Short task 1
Say whether each statement below agrees with the article on Suharto, answering yes or no and quoting the deciding words from the article:
(a) The United Nations Development Program places Indonesia 77th out of 88 countries in its human rights index.
(b) The Communist Party (PKI) had 20 million members in August 1965.
(c) Amnesty International's newspaper advertisements marked its 25th anniversary.

Excerpted text

The genocidal beginnings of President Suharto
By Norm Dixon
"He might be a son-of-a-bitch, but he's our son-of-a-bitch" — US President Franklin Roosevelt's description of Nicaraguan dictator Anastasio Somoza also describes the attitude the west has taken towards Indonesia's President Suharto.
Suharto and his henchmen have been feted as defenders of the "free" world for decades. Human rights organisations have assessed his role far differently.
Earlier this year Amnesty International, in newspaper advertisements to mark its 30th anniversary, said: "In 1961 we believed, didn't we, that the world would never tolerate another genocide? Since then we've had Suharto, Pol Pot, Idi Amin and Saddam Hussein ... Between them [they] have executed and tortured to death more than a million people."
The United Nations Development Program ranks Indonesia 77th out of 88 countries in its index of human rights. In terms of official corruption, it ranks Indonesia, together with Zaire and the Dominican Republic, as the worst.
Suharto's bloodletting began in 1965 when he seized power. Indonesia had been experiencing a wave of radical agitation by peasants demanding the implementation of land reform laws passed by parliament. Peasants, had begun to seize land. The powerful Communist Party (PKI), which was working closely with the then-president Sukarno, was growing rapidly. In August 1965, it had 3.5 million members and the mass organisations affiliated to it were supported by 20 million more.

Input material
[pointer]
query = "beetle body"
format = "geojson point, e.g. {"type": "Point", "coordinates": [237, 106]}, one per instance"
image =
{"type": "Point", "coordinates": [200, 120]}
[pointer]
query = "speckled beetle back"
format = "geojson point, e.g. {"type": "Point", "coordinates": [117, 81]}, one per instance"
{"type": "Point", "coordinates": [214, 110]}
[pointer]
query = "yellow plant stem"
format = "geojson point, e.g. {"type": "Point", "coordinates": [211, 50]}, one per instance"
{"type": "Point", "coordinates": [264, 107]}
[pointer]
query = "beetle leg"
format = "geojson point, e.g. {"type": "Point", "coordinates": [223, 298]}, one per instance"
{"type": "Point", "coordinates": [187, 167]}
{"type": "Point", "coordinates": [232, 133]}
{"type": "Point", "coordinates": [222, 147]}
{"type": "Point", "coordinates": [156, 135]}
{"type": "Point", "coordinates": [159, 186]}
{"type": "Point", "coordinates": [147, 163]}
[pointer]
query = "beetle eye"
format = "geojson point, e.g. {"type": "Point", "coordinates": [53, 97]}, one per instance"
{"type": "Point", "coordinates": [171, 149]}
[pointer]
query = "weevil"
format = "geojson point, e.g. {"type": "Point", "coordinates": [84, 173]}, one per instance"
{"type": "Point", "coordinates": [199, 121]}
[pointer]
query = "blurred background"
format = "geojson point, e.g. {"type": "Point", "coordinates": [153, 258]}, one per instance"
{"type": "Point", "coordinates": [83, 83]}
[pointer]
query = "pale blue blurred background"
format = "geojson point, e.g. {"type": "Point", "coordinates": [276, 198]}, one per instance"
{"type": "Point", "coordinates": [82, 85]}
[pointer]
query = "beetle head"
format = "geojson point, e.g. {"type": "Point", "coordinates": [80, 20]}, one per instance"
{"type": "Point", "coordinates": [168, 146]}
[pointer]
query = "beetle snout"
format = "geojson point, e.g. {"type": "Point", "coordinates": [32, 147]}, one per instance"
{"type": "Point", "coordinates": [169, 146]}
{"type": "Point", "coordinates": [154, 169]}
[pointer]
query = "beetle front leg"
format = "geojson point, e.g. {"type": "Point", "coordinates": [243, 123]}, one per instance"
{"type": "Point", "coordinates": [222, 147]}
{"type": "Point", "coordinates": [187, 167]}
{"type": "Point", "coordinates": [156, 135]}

Short task 2
Please report every line of the listing above that contains the string "beetle", matching its case exactly.

Final answer 1
(a) Yes: "The United Nations Development Program ranks Indonesia 77th out of 88 countries in its index of human rights."
(b) No: "In August 1965, it had 3.5 million members and the mass organisations affiliated to it were supported by 20 million more."
(c) No: "in newspaper advertisements to mark its 30th anniversary"

Final answer 2
query = "beetle body"
query = "speckled beetle back"
query = "beetle leg"
query = "beetle eye"
query = "beetle head"
query = "beetle snout"
query = "beetle front leg"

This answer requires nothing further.